-- Directions --
From the line with "locate every red" to the line with "locate every dark", retype every line exactly, including those two, and leave out the rest of the data below.

-- Provided entries --
☆ ☆ ☆ ☆ ☆ ☆ ☆

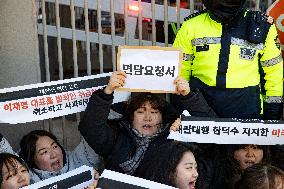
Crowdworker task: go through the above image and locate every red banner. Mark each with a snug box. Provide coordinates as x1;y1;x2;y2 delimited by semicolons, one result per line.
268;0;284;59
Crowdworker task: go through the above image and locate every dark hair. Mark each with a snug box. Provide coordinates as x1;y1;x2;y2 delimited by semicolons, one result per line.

☆ ☆ ☆ ☆ ☆ ☆ ☆

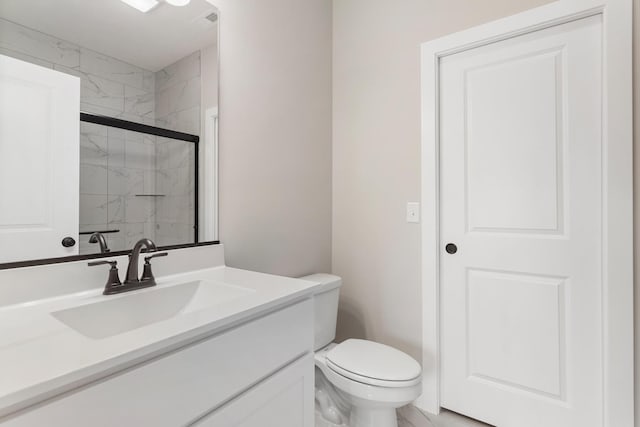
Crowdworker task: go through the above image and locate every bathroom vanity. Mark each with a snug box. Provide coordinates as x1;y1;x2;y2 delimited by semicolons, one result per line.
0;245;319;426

☆ ☆ ☆ ☆ ☆ ☆ ☆

-- Task result --
Crowdworker task: go through the above image and locate every red banner. Mark each with a snug box. Provide coordinates as x1;y1;x2;y2 delimited by semicolons, one result per line.
268;0;284;59
Crowdworker task: go through the above image and locate every dark hair. Mark each with a snug box. Provide coordinates as x1;y1;x2;y2 delimited by semicolons, one result per line.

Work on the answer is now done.